**TASK PROMPT**
Go on with the text on Lasting Powers of Attorney and Living Wills, picking up after its last sentence.

**TEXT SECTION**
Two documents should sensibly be considered as part of planning in this area – a Lasting Power of Attorney for Health and Welfare (LPA), under which attorneys can be appointed to make health and welfare decisions for someone who cannot decide for themselves, and a Living Will – a document in which an individual can record their wishes in relation to their healthcare to be followed at a time when they have lost their ability to express their own choices.
An LPA is a flexible document which can be tailored to an individual's requirements. It can appoint one attorney or more than one and can give them decision making powers in relation to health decisions, welfare decisions or both. These decisions can cover a wide range of issues – where someone lives, what they eat, what they wear and who they see. On the health side, attorneys could make decisions about medical treatment and tests and can review medical records. An LPA can also give attorneys the power to make decisions in the key area of consenting to and refusing life sustaining treatment and can incorporate other useful guidance for those caring for the incapable person.
Should an individual have preferences about their future healthcare but not wish to appoint someone to make decisions for them, a Living Will, also known as an ‘advance decision', is a useful tool. Unlike an LPA, a Living Will does not need to be in a specified form or registered with the Office of the Public Guardian before the attorneys can act. It can be as simple or complex as required and is operational as soon as it is signed and witnessed, although it cannot be used until the maker loses capacity to make their own healthcare choices. Advance decisions commonly cover one or both of the following issues – treatments which the maker refuses to have (and this can include life sustaining treatment) and general expressions of wishes regarding their future care and treatment. An advance decision could, for example, cover religious beliefs or a preferred type of food and could also indicate who, if anyone, should be consulted before any treatment is given. This kind of information is of great use to health care professionals and those engaged in caring for a person who can no longer communicate their preferences and choices about their care.

(Entries from a collection)
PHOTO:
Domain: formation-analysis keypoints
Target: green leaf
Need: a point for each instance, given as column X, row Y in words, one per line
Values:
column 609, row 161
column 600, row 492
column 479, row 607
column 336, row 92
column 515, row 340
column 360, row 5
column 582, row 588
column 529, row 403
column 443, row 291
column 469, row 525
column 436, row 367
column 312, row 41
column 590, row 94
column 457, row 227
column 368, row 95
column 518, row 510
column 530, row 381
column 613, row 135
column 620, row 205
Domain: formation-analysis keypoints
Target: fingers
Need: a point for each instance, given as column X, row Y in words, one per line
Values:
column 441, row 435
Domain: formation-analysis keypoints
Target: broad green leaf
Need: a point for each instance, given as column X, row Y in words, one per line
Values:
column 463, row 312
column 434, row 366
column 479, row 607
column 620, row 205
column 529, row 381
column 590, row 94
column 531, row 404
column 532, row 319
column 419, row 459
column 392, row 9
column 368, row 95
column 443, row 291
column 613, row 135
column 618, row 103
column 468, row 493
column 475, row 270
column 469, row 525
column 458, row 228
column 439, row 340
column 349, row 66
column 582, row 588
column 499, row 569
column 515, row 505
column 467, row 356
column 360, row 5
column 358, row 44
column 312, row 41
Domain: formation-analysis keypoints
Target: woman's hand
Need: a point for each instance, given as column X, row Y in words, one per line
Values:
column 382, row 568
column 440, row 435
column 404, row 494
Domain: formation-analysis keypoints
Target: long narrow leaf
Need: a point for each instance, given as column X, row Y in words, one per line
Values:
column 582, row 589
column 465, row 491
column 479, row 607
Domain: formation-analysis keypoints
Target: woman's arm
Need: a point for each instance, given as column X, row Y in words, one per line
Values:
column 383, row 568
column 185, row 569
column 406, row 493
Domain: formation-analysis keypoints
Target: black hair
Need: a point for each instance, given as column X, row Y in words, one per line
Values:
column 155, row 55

**TASK RESPONSE**
News in brief
• George Osborne's Budget on 21 March 2012 has dominated the news in recent weeks and most of the key issues raised in the Budget have been covered in minute detail. Anyone who owns any property in the UK through a company or even a trust (and this will likely catch other vehicles such as family limited partnerships) will be awaiting the consultation paper due to be issued in May and the form of any legislation which follows. Will it be possible to take steps before 6 April 2013 to avoid being caught by any new annual property charge? Likewise, charities and big charitable donors will be keen to see what will be the results of the consultation paper concerning the proposed cap on tax reliefs, due to be released in the summer.
• For those of you who have signed but not completed your LPA, take care! The Office of the Public Guardian has recently refused to register an LPA which had been signed by one of the attorneys over a year after being signed by the donor (the attorney lived in India), thereby meaning that all the parties had to start again with a new form, adding extra bother and expense. If your LPA is still being circulated for signing by all the parties, make sure that everyone is encouraged to return it as soon as possible.